▸ **RECORDS FOR THIS TASK**
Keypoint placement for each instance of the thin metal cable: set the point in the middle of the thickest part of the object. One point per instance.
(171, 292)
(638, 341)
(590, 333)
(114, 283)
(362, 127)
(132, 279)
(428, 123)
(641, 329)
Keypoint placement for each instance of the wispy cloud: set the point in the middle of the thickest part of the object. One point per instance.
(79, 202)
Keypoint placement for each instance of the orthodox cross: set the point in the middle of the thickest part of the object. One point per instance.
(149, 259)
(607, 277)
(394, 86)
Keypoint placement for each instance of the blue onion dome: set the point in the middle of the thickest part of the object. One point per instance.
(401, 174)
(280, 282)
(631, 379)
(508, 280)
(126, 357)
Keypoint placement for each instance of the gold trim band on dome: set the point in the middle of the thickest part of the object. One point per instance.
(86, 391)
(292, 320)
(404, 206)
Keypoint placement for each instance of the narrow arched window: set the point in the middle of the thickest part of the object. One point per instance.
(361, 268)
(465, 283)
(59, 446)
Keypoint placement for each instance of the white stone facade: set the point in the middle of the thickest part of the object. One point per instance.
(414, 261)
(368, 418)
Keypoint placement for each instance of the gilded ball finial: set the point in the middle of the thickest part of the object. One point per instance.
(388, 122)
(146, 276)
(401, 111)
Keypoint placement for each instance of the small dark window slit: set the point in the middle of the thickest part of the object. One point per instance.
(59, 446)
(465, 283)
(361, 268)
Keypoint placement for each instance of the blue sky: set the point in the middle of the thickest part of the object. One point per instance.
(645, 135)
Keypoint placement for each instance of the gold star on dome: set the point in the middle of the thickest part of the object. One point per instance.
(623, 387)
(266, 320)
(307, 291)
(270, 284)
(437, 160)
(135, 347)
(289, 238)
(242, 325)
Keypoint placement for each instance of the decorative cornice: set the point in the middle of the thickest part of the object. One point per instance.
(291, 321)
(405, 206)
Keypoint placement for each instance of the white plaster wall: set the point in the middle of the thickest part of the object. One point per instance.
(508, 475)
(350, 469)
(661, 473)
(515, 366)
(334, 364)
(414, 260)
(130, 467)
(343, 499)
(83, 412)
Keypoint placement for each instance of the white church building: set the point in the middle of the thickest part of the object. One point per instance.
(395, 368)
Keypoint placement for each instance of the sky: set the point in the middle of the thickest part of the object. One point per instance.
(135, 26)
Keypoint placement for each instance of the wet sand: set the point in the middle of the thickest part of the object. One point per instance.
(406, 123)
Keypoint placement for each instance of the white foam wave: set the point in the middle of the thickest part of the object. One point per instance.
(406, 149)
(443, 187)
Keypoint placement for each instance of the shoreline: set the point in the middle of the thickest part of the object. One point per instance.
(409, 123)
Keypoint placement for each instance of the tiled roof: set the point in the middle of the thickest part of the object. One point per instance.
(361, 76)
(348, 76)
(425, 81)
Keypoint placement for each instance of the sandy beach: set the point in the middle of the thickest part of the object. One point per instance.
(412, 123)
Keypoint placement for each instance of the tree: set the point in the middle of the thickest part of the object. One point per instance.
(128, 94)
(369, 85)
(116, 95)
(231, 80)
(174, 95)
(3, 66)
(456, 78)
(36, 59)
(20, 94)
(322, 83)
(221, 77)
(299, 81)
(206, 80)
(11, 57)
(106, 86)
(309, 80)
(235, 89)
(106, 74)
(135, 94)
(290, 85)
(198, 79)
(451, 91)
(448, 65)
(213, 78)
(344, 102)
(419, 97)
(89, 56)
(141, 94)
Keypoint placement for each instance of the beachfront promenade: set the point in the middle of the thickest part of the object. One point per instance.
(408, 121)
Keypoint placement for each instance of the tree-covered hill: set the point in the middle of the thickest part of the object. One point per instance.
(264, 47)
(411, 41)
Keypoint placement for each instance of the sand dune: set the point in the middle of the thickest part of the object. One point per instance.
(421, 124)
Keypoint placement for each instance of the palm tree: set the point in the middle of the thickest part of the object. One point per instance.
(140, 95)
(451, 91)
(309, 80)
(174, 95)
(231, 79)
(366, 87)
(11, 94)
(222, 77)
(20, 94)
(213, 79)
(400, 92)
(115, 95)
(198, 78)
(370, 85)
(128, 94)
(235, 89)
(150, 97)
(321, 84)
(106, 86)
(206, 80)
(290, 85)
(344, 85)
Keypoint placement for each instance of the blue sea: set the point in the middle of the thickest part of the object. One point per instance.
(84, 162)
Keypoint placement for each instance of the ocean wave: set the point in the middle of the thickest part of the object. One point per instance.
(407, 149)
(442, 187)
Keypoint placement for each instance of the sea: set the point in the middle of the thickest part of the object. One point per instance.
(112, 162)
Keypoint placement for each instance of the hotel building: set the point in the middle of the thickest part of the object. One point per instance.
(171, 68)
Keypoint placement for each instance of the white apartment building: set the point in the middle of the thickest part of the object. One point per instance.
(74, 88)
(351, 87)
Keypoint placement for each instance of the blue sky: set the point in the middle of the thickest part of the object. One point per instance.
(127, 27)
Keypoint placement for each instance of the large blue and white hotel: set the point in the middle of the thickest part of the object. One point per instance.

▸ **WHAT THE EXERCISE ASKS**
Every record shown above should be given back exactly.

▸ **WRITTEN SOLUTION**
Keypoint placement for each instance of the thin metal cable: set the point in the middle of the thickest part of the object. One point per instance.
(171, 292)
(638, 341)
(590, 333)
(114, 283)
(362, 127)
(132, 279)
(428, 123)
(641, 329)
Keypoint placement for each instance of the wispy cloud: set the point in the middle of the thickest part of the object. One point per instance.
(79, 202)
Keypoint placement for each instance of the orthodox cross: set the point in the middle of the thickest part of the object. One point per instance.
(149, 259)
(607, 277)
(394, 86)
Keypoint placement for each instance of the blue onion dome: set the point in the middle of the thickest part of the object. One point per instance.
(401, 174)
(280, 282)
(631, 379)
(508, 280)
(126, 357)
Keypoint placement for each instance of the gold trim band on dome: set the point in the middle of the thickest part of the object. One point per instance.
(86, 391)
(292, 320)
(404, 206)
Keypoint placement for each instance of the narrow arched window: set the point in the middle of the thickest part of the object. One point per instance.
(361, 268)
(465, 283)
(59, 446)
Keypoint placement for each instance of the white stone facade: set the point in the middle of the thickest part of the object. One point per instance.
(414, 261)
(368, 418)
Keypoint placement for each instance of the gilded ball finial: set the point in the middle of the thickest part of the object. One point per instance.
(388, 122)
(146, 276)
(401, 111)
Keypoint placement for each instance of the small dark window slit: set the point in the middle of the thickest part of the object. One point per instance.
(59, 446)
(465, 283)
(361, 268)
Keypoint placement for each instance of the blue sky: set the point in the middle of the thickest part of the object. One point per instance.
(645, 135)
Keypoint placement for each instance of the gold star on dome: set the point in the middle of the thickest part of the object. One point per instance.
(623, 387)
(266, 320)
(307, 291)
(270, 284)
(437, 160)
(135, 347)
(289, 238)
(242, 325)
Keypoint placement for each instance of the decorative cornice: set the point in the middle of the thickest part of the object. One point per instance.
(291, 321)
(405, 206)
Keypoint placement for each instance of the white plaster wall: set the point in the middle of the thickest part of the object. One point per instance.
(508, 475)
(350, 469)
(661, 473)
(515, 366)
(334, 364)
(414, 260)
(130, 467)
(343, 499)
(83, 412)
Keypoint placement for each instance of the white church building: set the point in the middle of the thickest part of the object. One point per instance.
(395, 368)
Keypoint placement for each instance of the sky: set the point in the middle of the thickest part of the object. One point per instance.
(135, 26)
Keypoint placement for each instance of the wet sand: set the point in the middle of the thickest part of the object. One point per instance.
(406, 123)
Keypoint placement for each instance of the white foam wave: set the point in the middle of the thickest part of the object. One point per instance.
(406, 149)
(443, 187)
Keypoint placement for each instance of the shoreline: set the point in the middle of the thickest part of the object. One point per instance.
(409, 123)
Keypoint placement for each instance of the tiled roof: set the point in the middle of the thickest part of the object. One point per instance.
(361, 76)
(348, 76)
(425, 81)
Keypoint placement for each instance of the sandy beach: set the point in the middle of the thickest part of the object. One point per instance.
(412, 123)
Keypoint placement for each instance of the tree: set the point in the middle of the thickest part of the object. One point per instance.
(128, 94)
(369, 85)
(116, 95)
(231, 80)
(174, 95)
(3, 66)
(456, 78)
(36, 59)
(20, 94)
(322, 83)
(221, 77)
(299, 81)
(206, 80)
(11, 57)
(106, 86)
(309, 80)
(235, 89)
(106, 74)
(135, 94)
(290, 85)
(198, 79)
(451, 91)
(448, 65)
(213, 78)
(344, 102)
(419, 97)
(89, 56)
(141, 94)
Keypoint placement for each instance of the beachfront promenade: set the point in the middle of the thickest part of the object. One point per instance.
(408, 121)
Keypoint placement for each instance of the tree-covered hill: set the point in the middle of the thickest part of the object. One point per instance.
(264, 47)
(411, 41)
Keypoint placement for each instance of the sand dune: set the point in the middle of the thickest part of the object. One point per instance.
(421, 124)
Keypoint placement for each instance of the palm tree: set the point in the middle of the thickest part of the object. One point per instance.
(140, 95)
(451, 91)
(309, 80)
(174, 95)
(231, 79)
(366, 87)
(11, 94)
(222, 77)
(20, 94)
(213, 79)
(400, 92)
(115, 95)
(198, 78)
(370, 85)
(128, 94)
(235, 89)
(150, 97)
(321, 84)
(106, 86)
(206, 80)
(290, 85)
(344, 85)
Keypoint placement for each instance of the blue sea: set the point in the middle of the thickest part of the object. One point per instance.
(84, 162)
Keypoint placement for each instance of the ocean wave: set the point in the middle of the thickest part of the object. One point per instance.
(407, 149)
(442, 187)
Keypoint placement for each instance of the sea: set the point in the middle of the thickest part of the object. One point per instance.
(112, 162)
Keypoint placement for each instance of the hotel building: set the point in the middle of the thickest part of the object. One point per instance.
(171, 68)
Keypoint placement for each instance of the white apartment building: set the point in the middle of the thickest part of the object. One point per instance.
(74, 88)
(351, 87)
Keypoint placement for each instance of the blue sky: set the point in the middle of the thickest part of the object. One point per instance.
(127, 27)
Keypoint placement for each instance of the large blue and white hotel: set the point in the middle of the thickest part of the object. One point per instance.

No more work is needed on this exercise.